→ **Brief**: Quote, without any change, the line that contains "Can you spot the dock ramp?" and all lines that follow it to the end of the data below.

Stored data entries

----

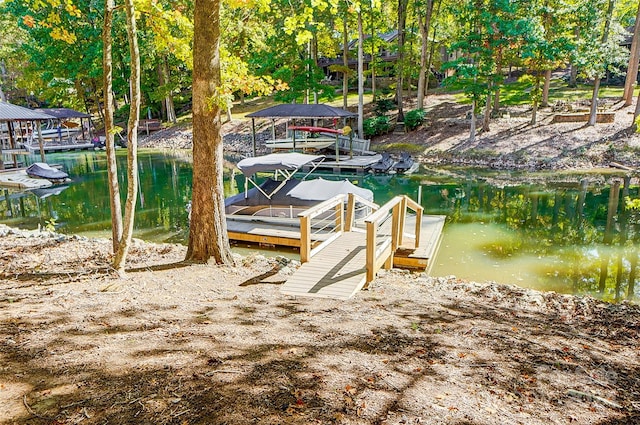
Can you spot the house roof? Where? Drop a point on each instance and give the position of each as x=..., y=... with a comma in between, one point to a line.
x=10, y=112
x=295, y=110
x=63, y=113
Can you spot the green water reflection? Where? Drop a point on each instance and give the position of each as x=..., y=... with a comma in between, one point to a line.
x=546, y=236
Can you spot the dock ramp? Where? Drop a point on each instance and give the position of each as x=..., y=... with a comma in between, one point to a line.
x=345, y=264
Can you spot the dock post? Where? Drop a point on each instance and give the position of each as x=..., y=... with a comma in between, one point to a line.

----

→ **Response to the task**:
Can you spot the dock ramp? Where? Drop a point on each instance and give the position of each as x=..., y=... with a comma in between, one point to a line.
x=345, y=264
Can you spot the dock post? Where? Drop a point on each instance and give the position of each as x=..., y=... with a comma in between, one point to a line.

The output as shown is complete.